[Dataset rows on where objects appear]
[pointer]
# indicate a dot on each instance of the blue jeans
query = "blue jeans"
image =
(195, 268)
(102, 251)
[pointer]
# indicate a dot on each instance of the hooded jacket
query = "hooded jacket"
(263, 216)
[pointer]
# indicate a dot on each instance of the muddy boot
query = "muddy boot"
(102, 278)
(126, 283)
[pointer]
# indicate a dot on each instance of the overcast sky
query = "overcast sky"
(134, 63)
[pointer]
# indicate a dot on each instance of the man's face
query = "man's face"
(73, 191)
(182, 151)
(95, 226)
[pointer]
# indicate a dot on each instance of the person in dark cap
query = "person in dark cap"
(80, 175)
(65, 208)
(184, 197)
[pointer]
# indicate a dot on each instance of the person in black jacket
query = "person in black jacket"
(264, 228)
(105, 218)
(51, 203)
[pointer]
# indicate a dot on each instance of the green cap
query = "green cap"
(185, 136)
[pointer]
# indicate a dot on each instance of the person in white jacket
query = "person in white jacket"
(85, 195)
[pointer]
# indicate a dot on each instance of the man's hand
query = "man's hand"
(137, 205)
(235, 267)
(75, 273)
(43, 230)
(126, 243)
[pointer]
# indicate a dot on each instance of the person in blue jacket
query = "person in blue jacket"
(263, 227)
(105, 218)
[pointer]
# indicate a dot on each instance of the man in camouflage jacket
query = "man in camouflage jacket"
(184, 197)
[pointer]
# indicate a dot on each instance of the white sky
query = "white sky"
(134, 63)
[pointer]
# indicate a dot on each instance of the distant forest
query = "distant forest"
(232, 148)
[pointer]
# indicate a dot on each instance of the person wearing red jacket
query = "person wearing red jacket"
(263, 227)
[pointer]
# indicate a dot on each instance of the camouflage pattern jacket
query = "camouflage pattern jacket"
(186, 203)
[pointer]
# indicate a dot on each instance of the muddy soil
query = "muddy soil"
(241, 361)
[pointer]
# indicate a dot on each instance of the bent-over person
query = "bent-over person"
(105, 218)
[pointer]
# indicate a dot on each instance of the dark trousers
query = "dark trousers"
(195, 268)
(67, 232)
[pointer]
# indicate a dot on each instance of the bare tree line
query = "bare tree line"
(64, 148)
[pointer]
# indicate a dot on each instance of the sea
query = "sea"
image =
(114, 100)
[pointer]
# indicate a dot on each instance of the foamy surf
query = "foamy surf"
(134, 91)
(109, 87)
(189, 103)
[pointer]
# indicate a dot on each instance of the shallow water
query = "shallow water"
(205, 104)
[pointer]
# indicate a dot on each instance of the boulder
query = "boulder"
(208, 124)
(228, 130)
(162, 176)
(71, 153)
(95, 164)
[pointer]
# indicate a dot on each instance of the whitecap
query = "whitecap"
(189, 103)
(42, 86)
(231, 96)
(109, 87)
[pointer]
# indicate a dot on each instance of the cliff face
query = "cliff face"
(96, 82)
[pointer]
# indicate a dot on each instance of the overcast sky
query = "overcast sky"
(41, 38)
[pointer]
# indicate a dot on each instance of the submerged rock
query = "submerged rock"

→ **What the exercise asks**: Go through the entries and repeat each one exactly.

→ **Answer to this problem**:
[pointer]
# indicate a dot on each instance of the blue jeans
query = "blue jeans"
image =
(195, 268)
(102, 251)
[pointer]
# indicate a dot on each instance of the hooded jacket
query = "hooded jacket"
(263, 216)
[pointer]
# indicate a dot on each instance of the muddy boot
query = "muddy boot"
(102, 278)
(126, 283)
[pointer]
# indicate a dot on each instance of the overcast sky
query = "overcast sky"
(134, 63)
[pointer]
# indicate a dot on each instance of the man's face
query = "man's face"
(73, 191)
(182, 151)
(95, 226)
[pointer]
# indicate a dot on each instance of the person in dark cap
query = "person in dark cap"
(80, 175)
(65, 208)
(184, 197)
[pointer]
# indicate a dot on each instance of the person in black jacket
query = "person in black jacket"
(264, 228)
(105, 218)
(51, 203)
[pointer]
# indicate a dot on each instance of the green cap
query = "green cap"
(185, 136)
[pointer]
# indicate a dot on each instance of the person in white jacket
query = "person in white jacket"
(85, 195)
[pointer]
# indicate a dot on each instance of the man's hand
query = "man's hand"
(137, 205)
(235, 267)
(75, 273)
(43, 230)
(126, 243)
[pointer]
# indicate a dot on each instance of the person in blue jacket
query = "person in blue jacket"
(263, 227)
(105, 218)
[pointer]
# indicate a dot on each instance of the man in camouflage jacket
query = "man in camouflage jacket"
(184, 197)
[pointer]
# indicate a dot on each instance of the white sky
query = "white sky"
(134, 63)
[pointer]
# indicate a dot on each instance of the distant forest
query = "distant forest"
(232, 148)
[pointer]
# indicate a dot on each instance of the person wearing red jacket
query = "person wearing red jacket"
(263, 227)
[pointer]
# indicate a dot on each instance of the camouflage pattern jacket
query = "camouflage pattern jacket"
(186, 203)
[pointer]
# indicate a dot on each instance of the muddy soil
query = "muddy soil"
(241, 361)
[pointer]
# indicate a dot on each instance of the bent-over person
query = "bent-over person"
(105, 218)
[pointer]
# indicate a dot on each instance of the dark trousers
query = "dark trousers"
(195, 268)
(67, 232)
[pointer]
# indicate a dot on each instance of the bare tree line
query = "bare tree line"
(64, 148)
[pointer]
# indicate a dot on each instance of the sea
query = "sea"
image =
(114, 100)
[pointer]
# indicate a dot on each instance of the foamy surf
query = "foamy surf"
(134, 91)
(109, 87)
(189, 103)
[pointer]
# indicate a dot on each instance of the shallow water
query = "shallow water"
(205, 104)
[pointer]
# indicate a dot on each instance of the boulder
query = "boulder"
(208, 124)
(228, 130)
(162, 176)
(71, 153)
(95, 164)
[pointer]
# indicate a dot on each instance of the whitecap
query = "whitecap"
(189, 103)
(42, 86)
(231, 96)
(109, 87)
[pointer]
# indicate a dot on each instance of the cliff face
query = "cliff face"
(96, 82)
[pointer]
# indicate a dot on each instance of the overcast sky
query = "overcast sky"
(41, 38)
[pointer]
# indicate a dot on each instance of the submerged rock
query = "submerged rock"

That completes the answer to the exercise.